*** TEXTO MOSTRADO
Hace ya la friolera de cuarenta años, el 11
de septiembre de 1973, el gobierno democrático de Chile fue derrocado por la
junta militar golpista, presidida por un general de infausto recuerdo, Augusto
Pinochet. Con el golpe no sólo murieron muchas esperanzas, que fueron truncadas
en un país que había escogido una vía democrática y pacífica hacia una sociedad
más justa e igualitaria en América Latina. También una cifra demasiado alta de
víctimas de torturas y desapariciones, de feroz represión, una estela destructiva
de un implacable terrorismo de estado. La cara más terrible del fascismo más atroz.
Recordemos que Pinochet, además de sanguinario, llevó su delirio a prohibir la
lectura del Quijote en su país.
Cuando vuelven las imágenes de los tanques
en Santiago, del ataque al palacio de la Moneda, de las últimas fotos de
Salvador Allende defendiendo al pie del cañón la legitimidad que él encarnaba
frente a las fuerzas golpistas, volvemos a sobrecogernos y a sentir un escalofrío.
******
*** CONJUNTO DE ENTRADAS
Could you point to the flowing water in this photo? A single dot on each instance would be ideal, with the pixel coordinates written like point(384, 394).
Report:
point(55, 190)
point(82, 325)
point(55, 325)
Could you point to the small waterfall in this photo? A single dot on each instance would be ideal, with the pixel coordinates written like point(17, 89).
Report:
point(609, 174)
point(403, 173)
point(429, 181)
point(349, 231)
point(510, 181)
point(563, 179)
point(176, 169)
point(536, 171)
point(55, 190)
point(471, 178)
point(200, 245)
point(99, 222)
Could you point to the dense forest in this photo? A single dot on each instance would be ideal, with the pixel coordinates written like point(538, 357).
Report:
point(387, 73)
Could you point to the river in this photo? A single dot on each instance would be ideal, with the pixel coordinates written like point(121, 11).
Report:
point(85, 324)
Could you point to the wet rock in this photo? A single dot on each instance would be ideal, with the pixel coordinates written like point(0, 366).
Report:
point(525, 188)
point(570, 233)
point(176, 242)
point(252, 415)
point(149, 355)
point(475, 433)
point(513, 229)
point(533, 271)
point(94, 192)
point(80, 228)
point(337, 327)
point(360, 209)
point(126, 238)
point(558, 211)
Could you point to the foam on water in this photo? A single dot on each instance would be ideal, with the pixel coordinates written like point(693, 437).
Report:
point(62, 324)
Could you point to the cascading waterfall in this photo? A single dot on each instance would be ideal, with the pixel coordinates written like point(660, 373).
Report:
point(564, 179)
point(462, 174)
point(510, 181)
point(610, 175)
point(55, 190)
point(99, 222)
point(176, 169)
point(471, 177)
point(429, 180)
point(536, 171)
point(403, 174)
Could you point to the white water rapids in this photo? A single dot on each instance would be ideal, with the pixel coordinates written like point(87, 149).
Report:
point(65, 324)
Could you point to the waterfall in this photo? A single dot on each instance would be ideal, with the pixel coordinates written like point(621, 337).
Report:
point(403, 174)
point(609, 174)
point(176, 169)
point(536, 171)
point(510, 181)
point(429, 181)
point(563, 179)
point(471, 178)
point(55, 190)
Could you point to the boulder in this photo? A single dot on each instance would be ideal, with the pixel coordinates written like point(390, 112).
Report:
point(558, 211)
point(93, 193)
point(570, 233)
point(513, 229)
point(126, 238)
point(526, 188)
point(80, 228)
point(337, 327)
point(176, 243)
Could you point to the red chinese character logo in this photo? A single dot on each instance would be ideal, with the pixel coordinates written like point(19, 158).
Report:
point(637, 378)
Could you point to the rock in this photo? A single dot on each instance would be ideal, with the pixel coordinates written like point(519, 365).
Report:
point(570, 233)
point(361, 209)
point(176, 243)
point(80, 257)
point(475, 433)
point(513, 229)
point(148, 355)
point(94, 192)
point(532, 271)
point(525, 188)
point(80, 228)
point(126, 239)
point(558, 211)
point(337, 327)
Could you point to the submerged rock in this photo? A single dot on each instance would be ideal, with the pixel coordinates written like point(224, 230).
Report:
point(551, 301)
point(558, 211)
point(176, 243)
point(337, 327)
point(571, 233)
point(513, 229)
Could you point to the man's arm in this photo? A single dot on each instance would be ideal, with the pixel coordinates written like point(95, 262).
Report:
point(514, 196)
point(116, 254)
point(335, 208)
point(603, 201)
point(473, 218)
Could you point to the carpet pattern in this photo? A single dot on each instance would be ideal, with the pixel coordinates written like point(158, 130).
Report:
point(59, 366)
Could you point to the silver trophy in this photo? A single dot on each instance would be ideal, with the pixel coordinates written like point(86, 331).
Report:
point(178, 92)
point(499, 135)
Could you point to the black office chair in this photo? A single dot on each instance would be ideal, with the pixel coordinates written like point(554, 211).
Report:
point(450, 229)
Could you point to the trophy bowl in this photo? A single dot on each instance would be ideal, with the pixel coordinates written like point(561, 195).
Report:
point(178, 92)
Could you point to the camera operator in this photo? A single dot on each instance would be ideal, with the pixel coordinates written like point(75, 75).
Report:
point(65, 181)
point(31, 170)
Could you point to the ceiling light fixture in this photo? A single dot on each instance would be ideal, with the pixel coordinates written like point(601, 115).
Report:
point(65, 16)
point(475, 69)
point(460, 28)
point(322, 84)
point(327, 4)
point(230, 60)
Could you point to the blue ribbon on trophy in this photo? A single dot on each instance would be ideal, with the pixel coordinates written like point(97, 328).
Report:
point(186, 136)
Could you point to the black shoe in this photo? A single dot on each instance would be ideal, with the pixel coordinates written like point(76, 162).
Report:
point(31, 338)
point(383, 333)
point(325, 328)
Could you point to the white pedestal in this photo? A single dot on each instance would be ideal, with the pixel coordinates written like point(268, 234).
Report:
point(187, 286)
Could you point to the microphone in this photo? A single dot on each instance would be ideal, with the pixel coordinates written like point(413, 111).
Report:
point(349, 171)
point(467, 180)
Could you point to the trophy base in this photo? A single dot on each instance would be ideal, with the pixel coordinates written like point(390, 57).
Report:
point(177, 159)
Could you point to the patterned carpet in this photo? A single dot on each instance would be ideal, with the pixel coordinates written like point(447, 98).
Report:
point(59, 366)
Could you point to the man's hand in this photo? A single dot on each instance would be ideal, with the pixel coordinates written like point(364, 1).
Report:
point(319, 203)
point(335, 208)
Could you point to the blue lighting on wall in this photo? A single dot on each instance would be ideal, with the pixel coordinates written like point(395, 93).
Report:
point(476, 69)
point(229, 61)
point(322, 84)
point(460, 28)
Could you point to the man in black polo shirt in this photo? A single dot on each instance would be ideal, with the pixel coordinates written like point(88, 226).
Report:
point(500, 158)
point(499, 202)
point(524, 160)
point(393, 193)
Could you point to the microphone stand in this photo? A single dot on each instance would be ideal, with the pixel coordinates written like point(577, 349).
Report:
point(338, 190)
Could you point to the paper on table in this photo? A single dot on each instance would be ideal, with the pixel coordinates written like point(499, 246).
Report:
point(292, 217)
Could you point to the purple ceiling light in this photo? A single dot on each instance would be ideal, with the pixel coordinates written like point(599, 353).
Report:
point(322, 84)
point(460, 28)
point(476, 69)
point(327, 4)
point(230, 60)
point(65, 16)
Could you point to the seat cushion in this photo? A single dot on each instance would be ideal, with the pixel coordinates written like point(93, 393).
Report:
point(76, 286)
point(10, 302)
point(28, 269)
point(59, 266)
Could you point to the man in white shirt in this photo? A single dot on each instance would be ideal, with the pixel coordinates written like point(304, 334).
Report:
******
● ACTIVIDAD 1
Responda a las siguientes preguntas sobre el texto acerca del golpe de Estado en Chile:
(a) ¿En qué fecha fue derrocado el gobierno democrático de Chile?
(b) ¿Qué lectura llegó a prohibir Pinochet en su país?
(c) ¿Qué palacio fue atacado en Santiago?
● ACTIVIDAD 2
Transcriba literalmente el fragmento del texto sobre el golpe de Estado en Chile que comienza en las palabras "Hace ya la friolera" y concluye tras las palabras "en su país.".

● RESPUESTA ESCRITA 1
(a) El 11 de septiembre de 1973.
(b) La lectura del Quijote.
(c) El palacio de la Moneda.

● RESPUESTA ESCRITA 2
Hace ya la friolera de cuarenta años, el 11
de septiembre de 1973, el gobierno democrático de Chile fue derrocado por la
junta militar golpista, presidida por un general de infausto recuerdo, Augusto
Pinochet. Con el golpe no sólo murieron muchas esperanzas, que fueron truncadas
en un país que había escogido una vía democrática y pacífica hacia una sociedad
más justa e igualitaria en América Latina. También una cifra demasiado alta de
víctimas de torturas y desapariciones, de feroz represión, una estela destructiva
de un implacable terrorismo de estado. La cara más terrible del fascismo más atroz.
Recordemos que Pinochet, además de sanguinario, llevó su delirio a prohibir la
lectura del Quijote en su país.